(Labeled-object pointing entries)
____

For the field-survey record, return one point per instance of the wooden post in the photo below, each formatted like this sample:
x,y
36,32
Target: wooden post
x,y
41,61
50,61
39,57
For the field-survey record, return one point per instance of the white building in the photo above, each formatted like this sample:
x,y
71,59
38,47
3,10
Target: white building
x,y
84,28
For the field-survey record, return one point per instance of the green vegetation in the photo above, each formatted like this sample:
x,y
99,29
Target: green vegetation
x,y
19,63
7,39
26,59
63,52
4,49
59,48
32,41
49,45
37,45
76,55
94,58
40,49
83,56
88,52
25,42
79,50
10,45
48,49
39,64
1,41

____

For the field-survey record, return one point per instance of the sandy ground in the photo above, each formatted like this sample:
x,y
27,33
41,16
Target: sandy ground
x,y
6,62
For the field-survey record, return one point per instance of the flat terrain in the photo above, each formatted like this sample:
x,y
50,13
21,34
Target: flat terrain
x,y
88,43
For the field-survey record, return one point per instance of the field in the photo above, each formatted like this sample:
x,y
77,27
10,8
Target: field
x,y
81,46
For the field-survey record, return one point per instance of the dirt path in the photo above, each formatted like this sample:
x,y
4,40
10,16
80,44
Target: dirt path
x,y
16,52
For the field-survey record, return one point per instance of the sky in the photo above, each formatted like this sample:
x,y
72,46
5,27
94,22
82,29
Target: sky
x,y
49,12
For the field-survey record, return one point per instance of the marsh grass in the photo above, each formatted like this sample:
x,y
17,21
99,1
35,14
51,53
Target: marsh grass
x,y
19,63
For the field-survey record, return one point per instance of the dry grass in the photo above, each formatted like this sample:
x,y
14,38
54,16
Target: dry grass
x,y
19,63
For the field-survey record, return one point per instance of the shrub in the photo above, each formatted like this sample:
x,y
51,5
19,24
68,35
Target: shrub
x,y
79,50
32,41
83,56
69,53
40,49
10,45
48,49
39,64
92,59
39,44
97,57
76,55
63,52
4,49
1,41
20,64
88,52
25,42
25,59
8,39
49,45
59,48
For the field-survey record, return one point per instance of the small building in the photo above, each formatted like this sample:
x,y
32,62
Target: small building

____

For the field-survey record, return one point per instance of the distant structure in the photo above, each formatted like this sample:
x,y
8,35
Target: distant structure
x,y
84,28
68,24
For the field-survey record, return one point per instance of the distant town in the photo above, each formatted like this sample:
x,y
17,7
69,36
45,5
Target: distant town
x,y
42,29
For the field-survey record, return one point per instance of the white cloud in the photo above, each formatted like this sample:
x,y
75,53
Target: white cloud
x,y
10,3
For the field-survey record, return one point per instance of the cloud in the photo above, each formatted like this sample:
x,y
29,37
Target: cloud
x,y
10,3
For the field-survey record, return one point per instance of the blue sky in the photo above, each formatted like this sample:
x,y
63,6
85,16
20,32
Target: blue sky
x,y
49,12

____

> _Directions_
Render the lines of the items as a Markdown table with the columns Row and Line, starting with the line that contains "of the dirt" and going on through the line that contains "Target: small building", both included. Number each row and leave out any blank lines.

> _Exercise answer_
| Row | Line |
|---|---|
| 1 | For the field-survey record, return one point per instance of the dirt path in the photo above, each formatted like this sample: |
| 2 | x,y |
| 3 | 4,40 |
| 4 | 10,16 |
| 5 | 80,44 |
| 6 | Target: dirt path |
| 7 | x,y |
| 8 | 16,52 |
| 9 | For the field-survey record, return one point per instance of the sky in the photo above, each formatted like this sample: |
| 10 | x,y |
| 11 | 72,46 |
| 12 | 5,27 |
| 13 | 94,22 |
| 14 | 82,29 |
| 15 | Target: sky |
| 16 | x,y |
| 17 | 49,12 |
| 18 | For the field-survey record, return one point per instance of the marsh grass in the photo above, each formatted like this sample: |
| 19 | x,y |
| 20 | 17,21 |
| 21 | 99,1 |
| 22 | 35,14 |
| 23 | 51,53 |
| 24 | Target: marsh grass |
| 25 | x,y |
| 26 | 19,63 |
| 27 | For the field-survey record, return one point per instance of the dry grass in the photo above, each formatted like this sample: |
| 28 | x,y |
| 29 | 14,38 |
| 30 | 54,16 |
| 31 | Target: dry grass |
| 32 | x,y |
| 33 | 19,63 |
| 34 | For the field-survey record, return one point per instance of the shrub in the photo above, each formatted like this sample: |
| 35 | x,y |
| 36 | 51,5 |
| 37 | 19,24 |
| 38 | 68,35 |
| 39 | Target: shrub |
| 40 | x,y |
| 41 | 79,50 |
| 42 | 32,41 |
| 43 | 83,56 |
| 44 | 69,53 |
| 45 | 40,49 |
| 46 | 10,45 |
| 47 | 48,49 |
| 48 | 39,64 |
| 49 | 92,59 |
| 50 | 39,44 |
| 51 | 97,57 |
| 52 | 76,55 |
| 53 | 63,52 |
| 54 | 4,49 |
| 55 | 1,41 |
| 56 | 20,64 |
| 57 | 88,52 |
| 58 | 25,42 |
| 59 | 25,59 |
| 60 | 8,39 |
| 61 | 49,45 |
| 62 | 59,48 |
| 63 | For the field-survey record, return one point per instance of the small building in the photo above, each formatted like this sample: |
| 64 | x,y |
| 65 | 32,62 |
| 66 | Target: small building |